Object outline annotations
++++++++++++++++++++

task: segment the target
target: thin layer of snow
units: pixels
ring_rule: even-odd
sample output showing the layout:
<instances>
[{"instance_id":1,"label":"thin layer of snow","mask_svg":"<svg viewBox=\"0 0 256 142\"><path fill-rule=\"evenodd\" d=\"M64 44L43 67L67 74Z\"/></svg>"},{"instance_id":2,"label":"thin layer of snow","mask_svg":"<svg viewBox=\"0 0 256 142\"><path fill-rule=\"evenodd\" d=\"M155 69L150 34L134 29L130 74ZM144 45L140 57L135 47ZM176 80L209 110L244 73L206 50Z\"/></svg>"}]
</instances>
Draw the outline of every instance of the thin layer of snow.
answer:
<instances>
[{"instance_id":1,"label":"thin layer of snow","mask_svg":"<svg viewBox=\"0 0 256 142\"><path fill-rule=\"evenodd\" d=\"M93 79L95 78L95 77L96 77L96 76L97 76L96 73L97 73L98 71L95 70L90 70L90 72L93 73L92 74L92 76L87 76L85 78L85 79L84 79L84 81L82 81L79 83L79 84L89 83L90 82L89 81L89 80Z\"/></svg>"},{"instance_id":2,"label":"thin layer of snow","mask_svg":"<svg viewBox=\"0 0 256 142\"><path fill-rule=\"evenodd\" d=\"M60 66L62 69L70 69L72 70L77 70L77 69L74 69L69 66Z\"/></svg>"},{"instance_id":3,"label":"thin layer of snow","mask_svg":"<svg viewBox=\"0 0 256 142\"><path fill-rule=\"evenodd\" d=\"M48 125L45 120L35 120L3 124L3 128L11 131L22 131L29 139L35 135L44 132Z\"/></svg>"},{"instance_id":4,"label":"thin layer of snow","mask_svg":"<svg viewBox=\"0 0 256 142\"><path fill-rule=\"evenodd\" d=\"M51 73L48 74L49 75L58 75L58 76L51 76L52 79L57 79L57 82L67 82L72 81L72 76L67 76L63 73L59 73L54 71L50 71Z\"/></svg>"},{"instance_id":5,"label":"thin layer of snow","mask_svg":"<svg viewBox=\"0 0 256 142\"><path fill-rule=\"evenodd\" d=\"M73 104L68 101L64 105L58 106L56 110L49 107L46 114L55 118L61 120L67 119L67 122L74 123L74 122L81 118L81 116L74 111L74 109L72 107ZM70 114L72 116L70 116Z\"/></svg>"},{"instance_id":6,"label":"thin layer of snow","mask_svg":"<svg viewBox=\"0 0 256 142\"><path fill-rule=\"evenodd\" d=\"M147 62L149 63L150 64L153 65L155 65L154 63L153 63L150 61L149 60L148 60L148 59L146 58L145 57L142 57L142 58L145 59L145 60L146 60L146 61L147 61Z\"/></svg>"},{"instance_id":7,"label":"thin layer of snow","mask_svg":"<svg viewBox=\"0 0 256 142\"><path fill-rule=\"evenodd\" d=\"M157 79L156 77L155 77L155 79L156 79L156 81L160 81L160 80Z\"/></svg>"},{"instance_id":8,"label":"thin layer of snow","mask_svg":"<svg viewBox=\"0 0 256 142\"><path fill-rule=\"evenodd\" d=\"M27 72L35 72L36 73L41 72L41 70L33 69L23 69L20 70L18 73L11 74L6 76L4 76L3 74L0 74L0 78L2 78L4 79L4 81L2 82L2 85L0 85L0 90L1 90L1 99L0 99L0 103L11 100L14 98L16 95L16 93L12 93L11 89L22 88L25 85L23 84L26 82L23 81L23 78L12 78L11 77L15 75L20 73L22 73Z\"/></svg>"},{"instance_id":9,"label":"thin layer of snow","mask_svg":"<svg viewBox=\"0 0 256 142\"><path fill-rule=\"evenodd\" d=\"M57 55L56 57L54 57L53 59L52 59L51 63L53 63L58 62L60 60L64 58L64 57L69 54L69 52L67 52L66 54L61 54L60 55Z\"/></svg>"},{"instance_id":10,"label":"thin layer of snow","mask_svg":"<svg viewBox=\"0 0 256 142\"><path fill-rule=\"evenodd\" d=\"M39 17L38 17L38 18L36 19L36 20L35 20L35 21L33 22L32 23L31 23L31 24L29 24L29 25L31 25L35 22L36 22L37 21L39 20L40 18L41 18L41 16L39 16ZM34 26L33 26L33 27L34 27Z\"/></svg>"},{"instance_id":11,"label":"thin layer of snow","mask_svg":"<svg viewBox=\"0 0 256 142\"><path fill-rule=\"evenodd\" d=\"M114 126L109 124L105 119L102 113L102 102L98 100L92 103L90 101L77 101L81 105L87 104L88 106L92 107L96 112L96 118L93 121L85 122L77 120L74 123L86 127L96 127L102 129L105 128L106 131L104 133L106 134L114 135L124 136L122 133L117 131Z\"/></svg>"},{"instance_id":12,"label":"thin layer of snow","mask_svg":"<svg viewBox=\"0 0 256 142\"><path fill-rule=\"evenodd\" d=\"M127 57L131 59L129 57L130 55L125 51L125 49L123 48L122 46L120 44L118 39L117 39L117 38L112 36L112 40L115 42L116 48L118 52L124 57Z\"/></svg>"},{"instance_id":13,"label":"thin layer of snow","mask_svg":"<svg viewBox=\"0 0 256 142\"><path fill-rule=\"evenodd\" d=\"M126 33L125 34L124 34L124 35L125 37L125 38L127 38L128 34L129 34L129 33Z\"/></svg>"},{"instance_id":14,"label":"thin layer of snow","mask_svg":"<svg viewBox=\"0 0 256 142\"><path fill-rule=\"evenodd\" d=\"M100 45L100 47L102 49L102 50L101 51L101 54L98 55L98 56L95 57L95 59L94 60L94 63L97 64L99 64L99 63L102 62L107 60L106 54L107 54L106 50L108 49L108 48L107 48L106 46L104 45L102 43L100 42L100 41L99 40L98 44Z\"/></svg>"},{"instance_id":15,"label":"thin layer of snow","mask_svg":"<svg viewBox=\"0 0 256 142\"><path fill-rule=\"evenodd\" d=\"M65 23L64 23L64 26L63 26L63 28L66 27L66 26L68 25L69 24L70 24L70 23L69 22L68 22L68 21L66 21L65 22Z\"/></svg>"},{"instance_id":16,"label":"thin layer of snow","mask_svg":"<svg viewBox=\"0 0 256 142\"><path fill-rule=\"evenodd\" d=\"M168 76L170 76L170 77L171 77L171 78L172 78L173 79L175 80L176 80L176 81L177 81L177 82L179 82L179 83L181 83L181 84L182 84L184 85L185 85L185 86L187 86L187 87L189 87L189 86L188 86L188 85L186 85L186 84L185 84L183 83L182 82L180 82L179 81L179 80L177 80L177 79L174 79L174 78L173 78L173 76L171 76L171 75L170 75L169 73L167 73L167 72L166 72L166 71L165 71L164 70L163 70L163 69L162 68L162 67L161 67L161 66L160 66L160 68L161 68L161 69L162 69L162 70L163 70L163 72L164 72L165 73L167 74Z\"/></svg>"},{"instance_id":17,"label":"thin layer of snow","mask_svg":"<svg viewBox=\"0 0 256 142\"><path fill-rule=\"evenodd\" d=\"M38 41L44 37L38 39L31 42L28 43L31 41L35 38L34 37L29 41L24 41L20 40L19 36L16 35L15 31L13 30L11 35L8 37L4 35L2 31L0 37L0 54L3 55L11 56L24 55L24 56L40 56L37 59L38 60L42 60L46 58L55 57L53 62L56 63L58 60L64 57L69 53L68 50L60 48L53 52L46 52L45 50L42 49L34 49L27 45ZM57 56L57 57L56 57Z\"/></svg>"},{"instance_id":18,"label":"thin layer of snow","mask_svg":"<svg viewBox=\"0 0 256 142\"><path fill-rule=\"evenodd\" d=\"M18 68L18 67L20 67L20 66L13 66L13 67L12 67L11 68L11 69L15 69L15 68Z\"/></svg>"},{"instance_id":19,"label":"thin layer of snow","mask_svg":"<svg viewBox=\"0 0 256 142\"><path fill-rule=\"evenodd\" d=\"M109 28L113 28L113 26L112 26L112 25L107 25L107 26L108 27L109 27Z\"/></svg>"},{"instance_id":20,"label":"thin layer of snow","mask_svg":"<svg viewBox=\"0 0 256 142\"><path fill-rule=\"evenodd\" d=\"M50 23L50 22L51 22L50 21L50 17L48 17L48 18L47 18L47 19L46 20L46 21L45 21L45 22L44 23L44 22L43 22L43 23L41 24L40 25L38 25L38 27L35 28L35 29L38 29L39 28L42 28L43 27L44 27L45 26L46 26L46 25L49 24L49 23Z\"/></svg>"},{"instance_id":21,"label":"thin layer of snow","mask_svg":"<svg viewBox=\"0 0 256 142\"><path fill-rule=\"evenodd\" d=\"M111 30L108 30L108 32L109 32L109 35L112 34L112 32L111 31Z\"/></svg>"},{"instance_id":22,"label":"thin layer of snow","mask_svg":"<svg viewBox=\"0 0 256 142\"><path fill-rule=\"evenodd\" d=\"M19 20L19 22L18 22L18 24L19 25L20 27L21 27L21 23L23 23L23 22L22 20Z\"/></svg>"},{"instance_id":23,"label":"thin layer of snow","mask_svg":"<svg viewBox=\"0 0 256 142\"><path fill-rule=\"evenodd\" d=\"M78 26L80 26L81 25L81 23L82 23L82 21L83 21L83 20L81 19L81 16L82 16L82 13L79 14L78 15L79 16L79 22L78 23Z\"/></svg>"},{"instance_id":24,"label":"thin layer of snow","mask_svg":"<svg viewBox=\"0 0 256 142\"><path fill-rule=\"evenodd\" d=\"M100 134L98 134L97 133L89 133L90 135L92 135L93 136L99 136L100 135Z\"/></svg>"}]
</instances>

++++++++++++++++++++

→ TASK OBJECTIVE
Extract every line of the data above that contains the string "target", treating uppercase and lowercase letters as different.

→ ANSWER
task: segment the target
target: thin layer of snow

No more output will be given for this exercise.